— Goal of the exercise —
Please write out, unchanged, everything from the line containing "0H1L0 39L72 41L93" down to the end of the records.

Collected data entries
--- START ---

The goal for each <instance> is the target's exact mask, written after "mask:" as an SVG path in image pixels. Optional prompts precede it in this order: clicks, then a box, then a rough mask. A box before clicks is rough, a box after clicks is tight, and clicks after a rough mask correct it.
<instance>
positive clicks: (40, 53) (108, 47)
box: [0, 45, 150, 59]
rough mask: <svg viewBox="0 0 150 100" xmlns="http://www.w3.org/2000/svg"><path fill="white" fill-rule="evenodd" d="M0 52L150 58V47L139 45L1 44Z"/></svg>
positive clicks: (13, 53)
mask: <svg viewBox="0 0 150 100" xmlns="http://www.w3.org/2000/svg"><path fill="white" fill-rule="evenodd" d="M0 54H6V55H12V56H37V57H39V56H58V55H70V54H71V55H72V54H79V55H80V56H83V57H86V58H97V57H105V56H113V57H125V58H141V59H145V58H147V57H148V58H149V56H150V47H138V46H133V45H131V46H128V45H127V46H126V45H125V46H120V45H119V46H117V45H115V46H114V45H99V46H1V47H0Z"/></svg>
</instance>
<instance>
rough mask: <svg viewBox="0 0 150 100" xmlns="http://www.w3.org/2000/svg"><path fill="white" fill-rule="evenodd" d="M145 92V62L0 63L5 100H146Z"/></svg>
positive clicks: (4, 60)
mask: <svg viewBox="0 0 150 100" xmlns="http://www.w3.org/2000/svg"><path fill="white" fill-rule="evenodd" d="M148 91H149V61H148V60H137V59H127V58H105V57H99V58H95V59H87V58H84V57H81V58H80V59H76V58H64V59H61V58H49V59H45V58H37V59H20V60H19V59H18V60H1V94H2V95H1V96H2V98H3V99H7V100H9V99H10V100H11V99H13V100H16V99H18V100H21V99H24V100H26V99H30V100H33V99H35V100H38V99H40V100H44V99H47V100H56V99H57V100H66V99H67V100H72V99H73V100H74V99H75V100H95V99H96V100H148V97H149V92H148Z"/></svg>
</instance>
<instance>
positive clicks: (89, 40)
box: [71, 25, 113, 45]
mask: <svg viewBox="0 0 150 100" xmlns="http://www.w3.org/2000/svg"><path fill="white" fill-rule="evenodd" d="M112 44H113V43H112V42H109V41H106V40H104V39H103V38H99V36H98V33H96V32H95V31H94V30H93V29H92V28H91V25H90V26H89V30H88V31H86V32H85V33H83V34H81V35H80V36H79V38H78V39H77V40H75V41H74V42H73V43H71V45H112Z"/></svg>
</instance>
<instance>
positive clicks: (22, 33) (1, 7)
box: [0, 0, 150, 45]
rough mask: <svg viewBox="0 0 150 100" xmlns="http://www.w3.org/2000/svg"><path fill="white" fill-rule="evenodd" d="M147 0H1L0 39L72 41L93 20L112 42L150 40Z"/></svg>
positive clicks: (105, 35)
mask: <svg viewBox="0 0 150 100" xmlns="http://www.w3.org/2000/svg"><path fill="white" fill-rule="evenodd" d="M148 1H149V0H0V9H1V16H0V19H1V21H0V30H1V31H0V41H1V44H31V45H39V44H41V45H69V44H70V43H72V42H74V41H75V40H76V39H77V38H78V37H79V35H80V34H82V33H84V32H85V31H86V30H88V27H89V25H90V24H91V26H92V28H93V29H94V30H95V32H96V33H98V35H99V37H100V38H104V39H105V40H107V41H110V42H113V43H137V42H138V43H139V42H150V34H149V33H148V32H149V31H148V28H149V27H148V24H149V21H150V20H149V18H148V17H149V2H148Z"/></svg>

--- END ---

— Finished exercise —
rough mask: <svg viewBox="0 0 150 100" xmlns="http://www.w3.org/2000/svg"><path fill="white" fill-rule="evenodd" d="M147 0H1L0 39L72 41L93 20L112 42L150 40Z"/></svg>
positive clicks: (105, 35)
mask: <svg viewBox="0 0 150 100" xmlns="http://www.w3.org/2000/svg"><path fill="white" fill-rule="evenodd" d="M148 1H149V0H0V9H1V16H0V19H1V21H0V30H1V31H0V41H1V44H31V45H39V44H41V45H69V44H70V43H72V42H74V41H75V40H76V39H77V38H78V37H79V35H80V34H82V33H84V32H85V31H86V30H88V27H89V25H90V24H91V26H92V28H93V29H94V30H95V32H96V33H98V35H99V37H100V38H104V39H105V40H107V41H110V42H113V43H137V42H138V43H139V42H150V34H149V33H148V32H149V31H148V28H149V27H148V24H149V21H150V20H149V18H148V17H149V2H148Z"/></svg>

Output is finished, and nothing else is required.